--- START Records for the exercise ---

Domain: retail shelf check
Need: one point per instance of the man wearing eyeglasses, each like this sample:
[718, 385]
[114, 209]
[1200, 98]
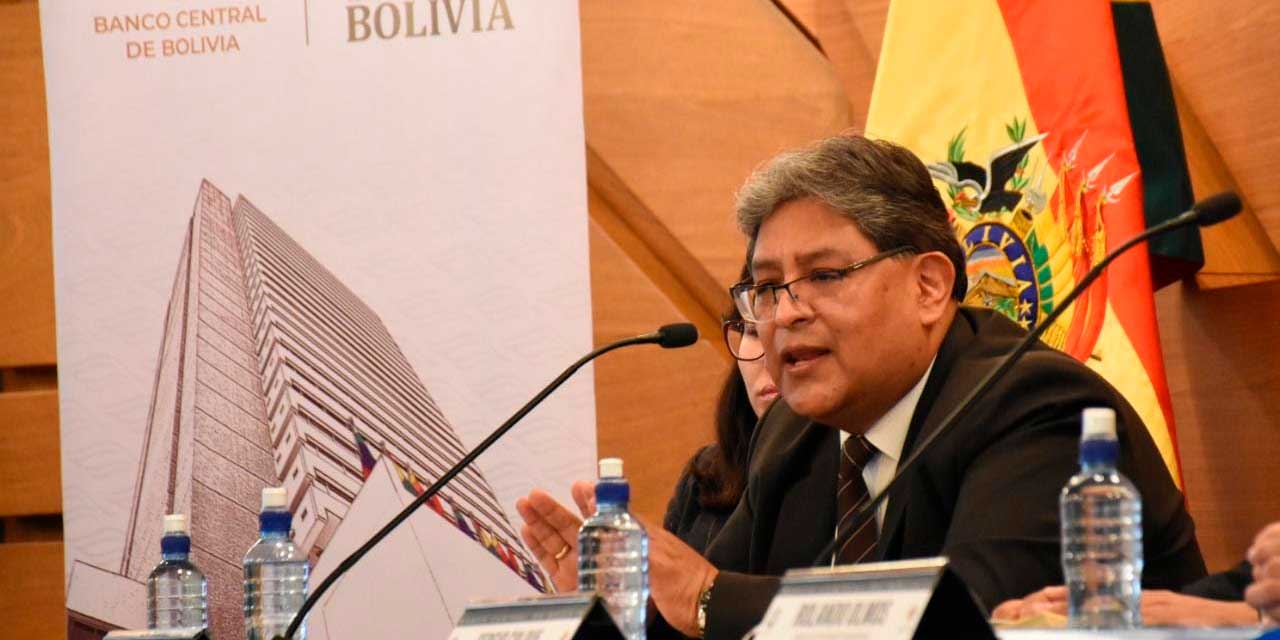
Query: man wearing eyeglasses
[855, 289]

--- END Records for the exercise ---

### Description of the task
Shift every coordinate in the answers by adding 63 to it, then write out all of the material above again with that change, leaving out the pictures. Only the answer coordinates change.

### Solution for this task
Domain: retail shelf check
Need: one point per instance of the man wearing eyeglasses, each like this sample:
[718, 385]
[114, 209]
[1200, 98]
Query: man wearing eyeglasses
[918, 352]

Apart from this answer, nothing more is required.